Exercise task –
Which lines below contain the word "bumper"? Pull out each of them and copy it in full.

* begin Information shown *

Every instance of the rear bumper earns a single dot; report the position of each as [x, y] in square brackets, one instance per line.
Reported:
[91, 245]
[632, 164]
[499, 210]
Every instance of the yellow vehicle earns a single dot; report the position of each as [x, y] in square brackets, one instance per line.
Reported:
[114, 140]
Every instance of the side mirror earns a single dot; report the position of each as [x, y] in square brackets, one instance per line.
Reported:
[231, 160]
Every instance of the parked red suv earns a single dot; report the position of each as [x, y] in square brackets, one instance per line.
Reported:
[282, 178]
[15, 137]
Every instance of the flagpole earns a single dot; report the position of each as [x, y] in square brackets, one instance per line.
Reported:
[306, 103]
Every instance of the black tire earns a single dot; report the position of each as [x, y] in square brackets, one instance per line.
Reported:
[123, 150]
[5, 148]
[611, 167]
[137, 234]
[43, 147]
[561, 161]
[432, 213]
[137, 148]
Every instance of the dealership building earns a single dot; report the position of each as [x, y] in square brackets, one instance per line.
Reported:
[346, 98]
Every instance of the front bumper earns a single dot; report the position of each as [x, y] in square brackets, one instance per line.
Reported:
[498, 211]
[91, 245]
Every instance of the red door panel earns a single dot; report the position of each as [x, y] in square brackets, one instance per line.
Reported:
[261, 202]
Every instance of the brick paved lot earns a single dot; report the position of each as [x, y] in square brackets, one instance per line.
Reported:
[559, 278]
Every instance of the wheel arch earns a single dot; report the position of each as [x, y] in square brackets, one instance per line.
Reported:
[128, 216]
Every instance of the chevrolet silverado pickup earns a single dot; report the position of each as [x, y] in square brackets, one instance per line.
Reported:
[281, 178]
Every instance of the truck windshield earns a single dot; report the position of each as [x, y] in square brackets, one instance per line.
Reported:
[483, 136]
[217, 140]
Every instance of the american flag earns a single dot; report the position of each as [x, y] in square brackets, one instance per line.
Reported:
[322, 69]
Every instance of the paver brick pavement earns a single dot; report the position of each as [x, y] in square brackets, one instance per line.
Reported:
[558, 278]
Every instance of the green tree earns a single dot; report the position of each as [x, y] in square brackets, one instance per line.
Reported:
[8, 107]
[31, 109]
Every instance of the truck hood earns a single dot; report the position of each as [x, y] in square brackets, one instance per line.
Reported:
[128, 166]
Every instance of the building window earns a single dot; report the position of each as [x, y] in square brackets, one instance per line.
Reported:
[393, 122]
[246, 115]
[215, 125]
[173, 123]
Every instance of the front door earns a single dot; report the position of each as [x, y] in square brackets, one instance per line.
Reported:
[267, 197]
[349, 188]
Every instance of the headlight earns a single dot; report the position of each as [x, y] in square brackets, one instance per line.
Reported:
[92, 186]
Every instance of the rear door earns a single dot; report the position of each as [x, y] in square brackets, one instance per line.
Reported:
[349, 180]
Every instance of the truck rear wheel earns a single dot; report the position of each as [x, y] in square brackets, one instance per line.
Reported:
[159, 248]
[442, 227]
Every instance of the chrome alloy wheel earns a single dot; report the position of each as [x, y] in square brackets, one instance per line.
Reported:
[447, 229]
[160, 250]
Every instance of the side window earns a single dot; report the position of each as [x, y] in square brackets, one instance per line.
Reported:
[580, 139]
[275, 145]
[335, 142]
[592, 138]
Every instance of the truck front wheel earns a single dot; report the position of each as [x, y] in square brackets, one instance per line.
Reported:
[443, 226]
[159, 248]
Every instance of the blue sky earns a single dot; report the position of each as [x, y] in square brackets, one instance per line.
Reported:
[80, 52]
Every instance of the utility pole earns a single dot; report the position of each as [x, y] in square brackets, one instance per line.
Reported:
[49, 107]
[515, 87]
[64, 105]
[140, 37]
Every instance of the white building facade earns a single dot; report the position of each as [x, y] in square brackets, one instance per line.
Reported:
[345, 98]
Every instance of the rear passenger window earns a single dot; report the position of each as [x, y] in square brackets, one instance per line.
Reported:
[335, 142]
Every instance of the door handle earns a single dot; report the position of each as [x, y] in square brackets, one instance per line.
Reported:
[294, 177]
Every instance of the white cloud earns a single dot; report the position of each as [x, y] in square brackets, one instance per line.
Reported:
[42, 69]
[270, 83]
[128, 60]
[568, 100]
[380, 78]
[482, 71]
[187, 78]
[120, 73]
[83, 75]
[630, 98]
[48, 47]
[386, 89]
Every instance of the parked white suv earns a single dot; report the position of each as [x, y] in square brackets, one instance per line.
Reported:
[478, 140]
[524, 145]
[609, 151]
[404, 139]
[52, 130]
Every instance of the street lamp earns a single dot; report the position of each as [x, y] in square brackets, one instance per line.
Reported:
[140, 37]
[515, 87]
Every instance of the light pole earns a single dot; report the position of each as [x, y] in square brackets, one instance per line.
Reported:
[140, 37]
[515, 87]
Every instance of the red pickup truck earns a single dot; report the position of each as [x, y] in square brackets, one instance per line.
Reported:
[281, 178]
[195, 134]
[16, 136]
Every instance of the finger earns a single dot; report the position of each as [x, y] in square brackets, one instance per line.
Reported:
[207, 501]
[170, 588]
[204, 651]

* end Information shown *
* begin Information shown *

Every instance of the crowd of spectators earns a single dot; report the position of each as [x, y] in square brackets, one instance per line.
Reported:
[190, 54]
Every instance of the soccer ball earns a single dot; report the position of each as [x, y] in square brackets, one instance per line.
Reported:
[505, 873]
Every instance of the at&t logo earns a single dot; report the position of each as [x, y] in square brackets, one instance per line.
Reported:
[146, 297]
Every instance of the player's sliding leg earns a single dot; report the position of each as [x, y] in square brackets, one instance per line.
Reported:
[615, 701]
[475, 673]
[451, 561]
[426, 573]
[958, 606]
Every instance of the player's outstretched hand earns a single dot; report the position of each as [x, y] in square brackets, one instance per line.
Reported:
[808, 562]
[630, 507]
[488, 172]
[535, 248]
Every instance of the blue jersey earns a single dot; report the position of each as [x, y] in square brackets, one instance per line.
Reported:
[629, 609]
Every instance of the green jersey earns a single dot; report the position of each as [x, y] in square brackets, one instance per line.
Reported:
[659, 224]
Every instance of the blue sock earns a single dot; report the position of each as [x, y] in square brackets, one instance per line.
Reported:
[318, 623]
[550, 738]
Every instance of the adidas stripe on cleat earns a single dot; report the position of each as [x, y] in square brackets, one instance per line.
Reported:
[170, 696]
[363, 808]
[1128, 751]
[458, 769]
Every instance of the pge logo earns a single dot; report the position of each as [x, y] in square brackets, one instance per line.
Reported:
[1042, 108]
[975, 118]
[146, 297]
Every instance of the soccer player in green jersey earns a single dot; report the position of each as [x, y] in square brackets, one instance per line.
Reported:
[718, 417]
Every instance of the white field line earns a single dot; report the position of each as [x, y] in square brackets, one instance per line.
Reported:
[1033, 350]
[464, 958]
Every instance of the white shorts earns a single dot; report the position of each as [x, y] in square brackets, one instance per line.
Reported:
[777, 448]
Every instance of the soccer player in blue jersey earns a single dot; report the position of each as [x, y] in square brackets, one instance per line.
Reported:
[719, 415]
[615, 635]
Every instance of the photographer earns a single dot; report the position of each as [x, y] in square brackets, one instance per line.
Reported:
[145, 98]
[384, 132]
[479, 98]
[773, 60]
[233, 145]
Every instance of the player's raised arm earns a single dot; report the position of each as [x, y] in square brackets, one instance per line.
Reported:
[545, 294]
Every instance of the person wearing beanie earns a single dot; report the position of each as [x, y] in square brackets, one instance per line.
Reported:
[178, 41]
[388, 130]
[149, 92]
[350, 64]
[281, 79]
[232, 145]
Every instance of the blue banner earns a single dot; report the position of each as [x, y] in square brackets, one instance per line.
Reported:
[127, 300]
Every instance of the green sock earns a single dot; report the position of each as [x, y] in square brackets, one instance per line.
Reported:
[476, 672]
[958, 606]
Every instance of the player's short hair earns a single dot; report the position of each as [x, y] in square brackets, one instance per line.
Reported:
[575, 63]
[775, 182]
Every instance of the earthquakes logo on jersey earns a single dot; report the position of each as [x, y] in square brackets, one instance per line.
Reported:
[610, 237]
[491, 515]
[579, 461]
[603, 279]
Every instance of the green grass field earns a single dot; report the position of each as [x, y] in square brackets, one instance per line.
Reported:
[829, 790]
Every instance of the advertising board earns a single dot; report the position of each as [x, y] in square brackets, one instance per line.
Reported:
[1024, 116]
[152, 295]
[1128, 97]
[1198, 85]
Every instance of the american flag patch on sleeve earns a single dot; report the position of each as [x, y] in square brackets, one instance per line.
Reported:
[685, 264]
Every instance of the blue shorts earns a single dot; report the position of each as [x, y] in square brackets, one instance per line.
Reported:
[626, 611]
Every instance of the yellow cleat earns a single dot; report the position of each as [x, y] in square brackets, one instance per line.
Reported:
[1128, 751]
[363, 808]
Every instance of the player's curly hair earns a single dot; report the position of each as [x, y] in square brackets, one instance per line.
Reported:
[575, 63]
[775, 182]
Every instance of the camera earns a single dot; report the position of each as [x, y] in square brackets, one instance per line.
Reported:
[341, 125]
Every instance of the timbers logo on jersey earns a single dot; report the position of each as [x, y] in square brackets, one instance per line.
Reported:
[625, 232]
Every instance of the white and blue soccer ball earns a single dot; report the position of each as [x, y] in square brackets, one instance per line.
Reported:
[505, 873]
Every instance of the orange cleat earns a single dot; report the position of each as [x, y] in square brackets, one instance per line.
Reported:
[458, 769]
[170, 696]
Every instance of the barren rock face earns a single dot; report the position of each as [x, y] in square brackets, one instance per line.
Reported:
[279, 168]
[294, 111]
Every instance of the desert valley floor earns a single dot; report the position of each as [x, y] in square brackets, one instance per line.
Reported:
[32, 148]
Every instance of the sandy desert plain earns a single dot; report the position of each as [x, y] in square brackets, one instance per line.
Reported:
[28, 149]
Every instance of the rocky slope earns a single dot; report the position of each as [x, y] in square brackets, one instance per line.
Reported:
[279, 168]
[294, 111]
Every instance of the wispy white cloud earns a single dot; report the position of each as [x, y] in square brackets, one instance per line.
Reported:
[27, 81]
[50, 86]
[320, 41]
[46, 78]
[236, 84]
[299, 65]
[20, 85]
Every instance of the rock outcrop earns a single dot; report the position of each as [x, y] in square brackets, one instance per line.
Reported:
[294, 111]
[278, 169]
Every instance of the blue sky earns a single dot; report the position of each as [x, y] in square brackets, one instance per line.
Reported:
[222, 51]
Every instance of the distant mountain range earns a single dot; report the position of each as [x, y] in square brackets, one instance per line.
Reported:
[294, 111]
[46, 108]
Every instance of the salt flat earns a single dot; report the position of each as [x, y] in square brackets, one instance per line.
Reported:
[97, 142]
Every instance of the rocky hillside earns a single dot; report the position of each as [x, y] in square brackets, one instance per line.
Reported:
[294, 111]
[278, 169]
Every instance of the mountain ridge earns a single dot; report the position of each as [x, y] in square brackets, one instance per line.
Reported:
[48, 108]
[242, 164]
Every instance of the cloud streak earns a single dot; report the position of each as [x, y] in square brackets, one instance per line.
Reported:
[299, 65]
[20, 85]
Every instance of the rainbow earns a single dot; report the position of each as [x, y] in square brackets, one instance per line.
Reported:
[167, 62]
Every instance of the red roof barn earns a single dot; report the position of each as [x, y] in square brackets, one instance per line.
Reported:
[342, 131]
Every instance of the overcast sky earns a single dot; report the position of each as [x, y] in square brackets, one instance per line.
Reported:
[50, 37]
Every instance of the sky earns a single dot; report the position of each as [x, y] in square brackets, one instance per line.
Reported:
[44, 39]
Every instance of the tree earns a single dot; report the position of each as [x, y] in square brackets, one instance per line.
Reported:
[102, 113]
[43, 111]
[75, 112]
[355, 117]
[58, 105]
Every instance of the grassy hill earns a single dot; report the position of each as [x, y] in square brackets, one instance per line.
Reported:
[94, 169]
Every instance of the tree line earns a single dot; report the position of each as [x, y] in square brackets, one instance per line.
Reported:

* end Information shown *

Output for this task –
Every instance of the rear bumper earns a single dot; report the position of each as [x, y] in square brackets, one instance per line.
Every instance of the front bumper earns a single dot; report the position of each as [x, y] in square brackets, one instance per line.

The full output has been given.